→ INSTRUCTIONS FOR THE TASK: Swap "Place a marker" for "Put a pin" throughout all of the records below and reproduce them with nothing else altered. Omit the pictures from your answer.

* Start RECORDS FOR PROCESSING *

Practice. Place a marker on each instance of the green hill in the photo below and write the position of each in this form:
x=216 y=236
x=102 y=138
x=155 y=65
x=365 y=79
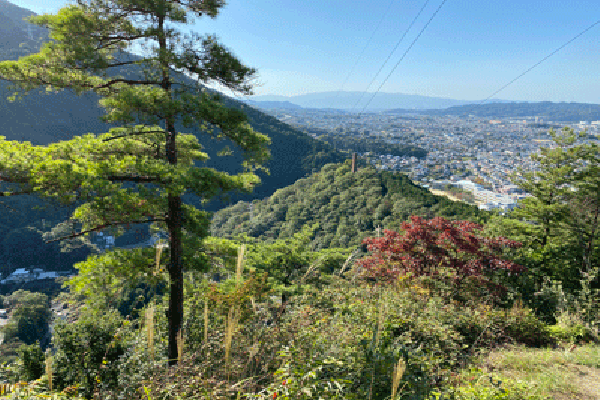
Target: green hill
x=348 y=206
x=42 y=118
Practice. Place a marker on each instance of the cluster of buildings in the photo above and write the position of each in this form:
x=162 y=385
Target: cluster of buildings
x=22 y=275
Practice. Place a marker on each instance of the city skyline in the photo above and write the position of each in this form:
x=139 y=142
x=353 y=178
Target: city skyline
x=468 y=51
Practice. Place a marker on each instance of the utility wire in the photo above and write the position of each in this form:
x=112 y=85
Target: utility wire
x=539 y=62
x=404 y=55
x=362 y=53
x=392 y=52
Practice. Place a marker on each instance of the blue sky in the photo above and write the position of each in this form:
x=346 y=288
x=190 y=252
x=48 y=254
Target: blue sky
x=471 y=48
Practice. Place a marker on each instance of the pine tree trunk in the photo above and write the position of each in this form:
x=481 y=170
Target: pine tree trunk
x=174 y=216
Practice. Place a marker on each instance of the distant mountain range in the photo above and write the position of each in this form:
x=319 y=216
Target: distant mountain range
x=546 y=110
x=42 y=118
x=357 y=100
x=398 y=103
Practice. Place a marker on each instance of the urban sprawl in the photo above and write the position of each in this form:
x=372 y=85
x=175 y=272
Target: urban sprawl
x=475 y=154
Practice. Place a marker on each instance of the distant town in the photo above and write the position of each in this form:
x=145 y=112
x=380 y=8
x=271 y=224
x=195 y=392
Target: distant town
x=475 y=154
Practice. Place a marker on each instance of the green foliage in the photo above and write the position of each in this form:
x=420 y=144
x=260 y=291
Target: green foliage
x=31 y=362
x=488 y=387
x=354 y=142
x=30 y=317
x=348 y=207
x=87 y=351
x=558 y=224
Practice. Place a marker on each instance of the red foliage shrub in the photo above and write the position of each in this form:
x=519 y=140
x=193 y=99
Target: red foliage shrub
x=428 y=247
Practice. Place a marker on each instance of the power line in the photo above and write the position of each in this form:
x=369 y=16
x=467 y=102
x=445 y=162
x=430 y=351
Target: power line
x=539 y=62
x=392 y=52
x=404 y=55
x=362 y=52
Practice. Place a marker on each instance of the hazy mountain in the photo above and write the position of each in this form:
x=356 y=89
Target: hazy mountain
x=547 y=110
x=272 y=104
x=42 y=118
x=349 y=100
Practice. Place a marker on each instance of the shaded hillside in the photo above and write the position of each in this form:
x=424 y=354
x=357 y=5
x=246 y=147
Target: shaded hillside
x=573 y=112
x=348 y=206
x=42 y=118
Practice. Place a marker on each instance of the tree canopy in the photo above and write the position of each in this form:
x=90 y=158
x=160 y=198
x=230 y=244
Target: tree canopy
x=136 y=173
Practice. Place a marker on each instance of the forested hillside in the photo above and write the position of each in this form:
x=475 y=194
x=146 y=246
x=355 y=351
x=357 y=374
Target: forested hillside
x=42 y=118
x=348 y=206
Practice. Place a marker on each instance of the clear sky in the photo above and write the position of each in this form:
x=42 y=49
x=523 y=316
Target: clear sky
x=469 y=50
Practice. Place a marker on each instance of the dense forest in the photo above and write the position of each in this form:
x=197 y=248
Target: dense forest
x=566 y=112
x=348 y=207
x=43 y=118
x=356 y=142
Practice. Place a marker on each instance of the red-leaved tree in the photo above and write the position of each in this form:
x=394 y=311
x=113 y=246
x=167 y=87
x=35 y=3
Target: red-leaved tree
x=429 y=247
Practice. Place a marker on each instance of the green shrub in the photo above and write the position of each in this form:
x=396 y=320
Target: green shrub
x=487 y=387
x=87 y=351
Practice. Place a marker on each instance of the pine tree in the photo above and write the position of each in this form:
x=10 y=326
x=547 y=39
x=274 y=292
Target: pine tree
x=136 y=173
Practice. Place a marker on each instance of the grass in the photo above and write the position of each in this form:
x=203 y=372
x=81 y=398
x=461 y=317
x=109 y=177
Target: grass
x=559 y=374
x=350 y=340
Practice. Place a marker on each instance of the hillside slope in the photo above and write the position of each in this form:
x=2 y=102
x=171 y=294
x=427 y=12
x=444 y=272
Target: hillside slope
x=42 y=118
x=348 y=206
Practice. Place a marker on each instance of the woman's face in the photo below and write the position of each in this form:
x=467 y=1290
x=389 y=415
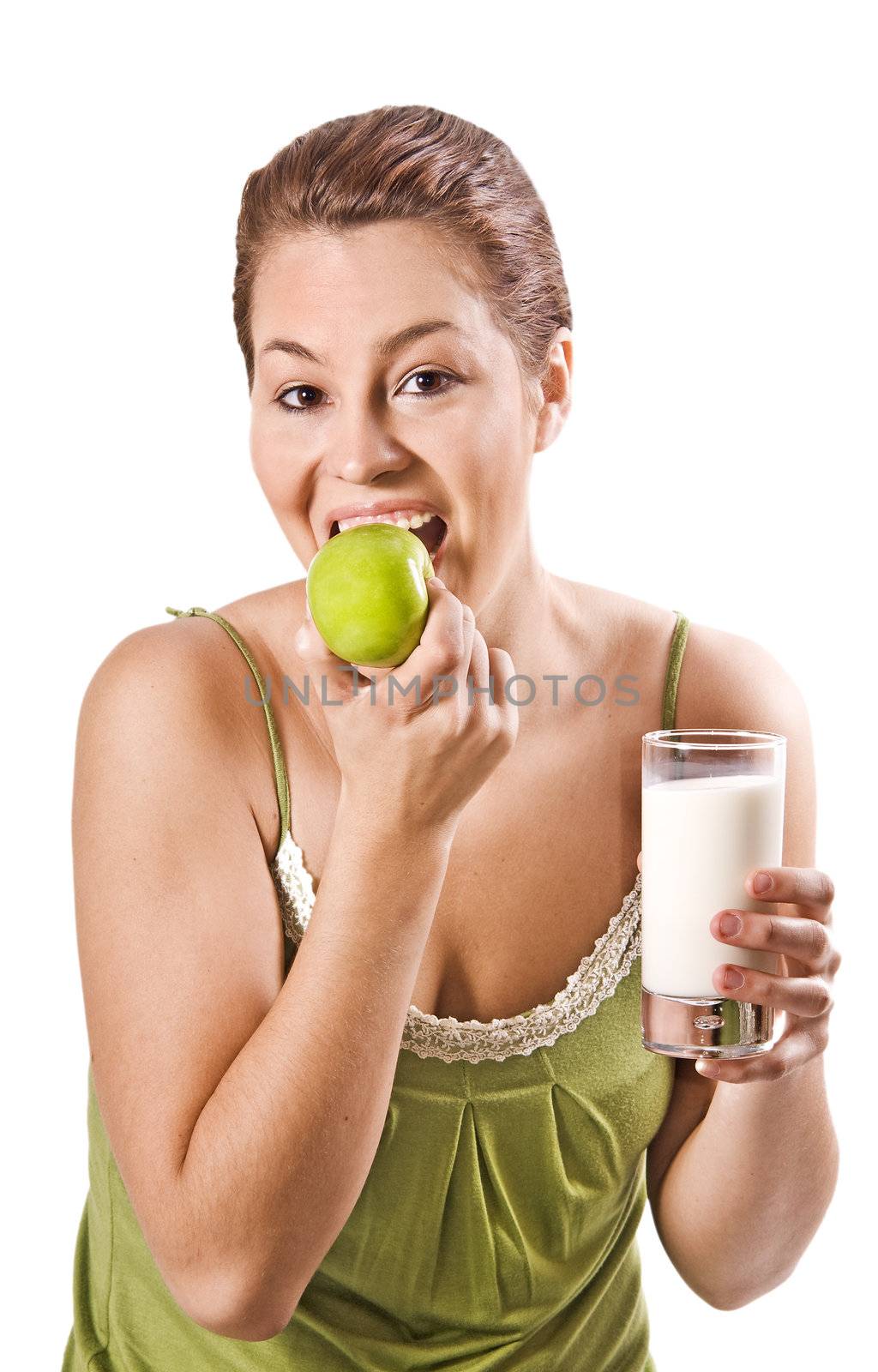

* End RECORDS FOR PROCESSING *

→ RIGHT ANSWER:
Practice. Put a pin on each instance of the green hill in the photo below and write the position of each in this form:
x=216 y=236
x=102 y=138
x=155 y=65
x=365 y=79
Target: green hill
x=348 y=206
x=42 y=118
Practice. Put a pin on each instance of the cluster of buildings in the photo above and write the position of each in this form:
x=162 y=385
Target: cluster of buildings
x=22 y=275
Practice. Put a pin on each instance of the city skyline in the photo above and write the position of each in this form:
x=139 y=142
x=353 y=178
Target: city skyline
x=468 y=51
Practice. Put a pin on each instance of the utility wire in the photo above and write the position of each in this form:
x=112 y=85
Target: utility wire
x=539 y=62
x=404 y=55
x=362 y=53
x=392 y=52
Practice. Put a pin on each instance of the blue sky in the photo above and write the position of each in this form:
x=346 y=288
x=190 y=252
x=48 y=254
Target: blue sky
x=471 y=48
Practice. Put a pin on each instance of the pine tree trunk in the photo above and write the position of each in this form:
x=481 y=170
Target: pine tree trunk
x=174 y=216
Practice. Put a pin on each instance of the distant mountain range in the photo above and write the position of each in this form:
x=319 y=216
Target: distant mountain range
x=546 y=110
x=42 y=118
x=357 y=100
x=398 y=103
Practice. Put a pin on each instance of the urban sprawl in the photo above and write the position of each in this form:
x=372 y=85
x=175 y=272
Target: urban sprawl
x=475 y=154
Practice. Put a pin on each instance of the distant town in the photo above and write the position of each in this form:
x=145 y=112
x=380 y=8
x=271 y=224
x=195 y=392
Target: distant town
x=475 y=154
Practice. Put a pin on each instance of the green foliage in the photo above and write the position of each in this form:
x=420 y=144
x=260 y=291
Target: green foliage
x=31 y=362
x=488 y=387
x=354 y=142
x=30 y=317
x=348 y=207
x=87 y=351
x=558 y=224
Practice. Put a pin on each instance of the red foliage shrub in the photo above and write the position of each in this form:
x=519 y=140
x=193 y=99
Target: red foliage shrub
x=428 y=247
Practice. Put a pin on each instance of the power line in the photo above and write the position of each in this form:
x=369 y=16
x=467 y=102
x=445 y=162
x=430 y=351
Target: power line
x=539 y=62
x=392 y=52
x=404 y=55
x=362 y=52
Practice. Put a pin on each instance of the hazy mountain in the photo above and write the position of each in this form:
x=356 y=89
Target: hazy mountain
x=547 y=110
x=272 y=104
x=42 y=118
x=349 y=100
Practice. Put a pin on each instance of the shaded hillside in the photo above and write the position of each in this form:
x=424 y=354
x=357 y=5
x=246 y=147
Target: shaded hillside
x=573 y=112
x=348 y=206
x=42 y=118
Practice. Put a pin on each instance of the tree canopy in the photo above and write the position of each in this form:
x=90 y=158
x=160 y=198
x=230 y=244
Target: tree canopy
x=136 y=173
Practice. Put a pin on each instance of the forested hillside in the photo above and write the position of each in this form:
x=475 y=194
x=146 y=246
x=355 y=351
x=357 y=374
Target: forested hillside
x=42 y=118
x=348 y=206
Practice. Put a pin on each instance of the clear sky in the photo above and write the position of each in this form:
x=42 y=49
x=523 y=316
Target: clear sky
x=469 y=50
Practice. Put a pin on each instance of the dense forest in the photo above and write the position of each in this form:
x=197 y=248
Target: dense forest
x=566 y=112
x=348 y=207
x=43 y=118
x=356 y=142
Practice. Put a pin on each instance of the red-leaved tree in the photo above and write the position of each in this form:
x=394 y=311
x=113 y=246
x=167 y=87
x=35 y=3
Target: red-leaved tree
x=429 y=247
Practice. Put a pin on each instance of the green shrub in the photo above and write the position of each in this form:
x=396 y=320
Target: green shrub
x=487 y=387
x=87 y=351
Practice. Put a pin on each instance of the pine tree in the photo above and write the position of each in this form:
x=10 y=326
x=547 y=39
x=274 y=292
Target: pine tree
x=136 y=173
Practice. Put a pin on each instance of the grass in the photo above and write the position of each in this form:
x=203 y=372
x=81 y=398
x=461 y=317
x=109 y=177
Target: grass
x=559 y=374
x=350 y=340
Practice. Put a pin on each instance of the hillside slope in the photo above and write the position of each in this form:
x=2 y=102
x=171 y=294
x=427 y=12
x=444 y=272
Target: hillside slope
x=42 y=118
x=348 y=206
Practice. Put a pin on each instance of the woman's face in the photo below and write the position of each in this form:
x=467 y=1290
x=389 y=415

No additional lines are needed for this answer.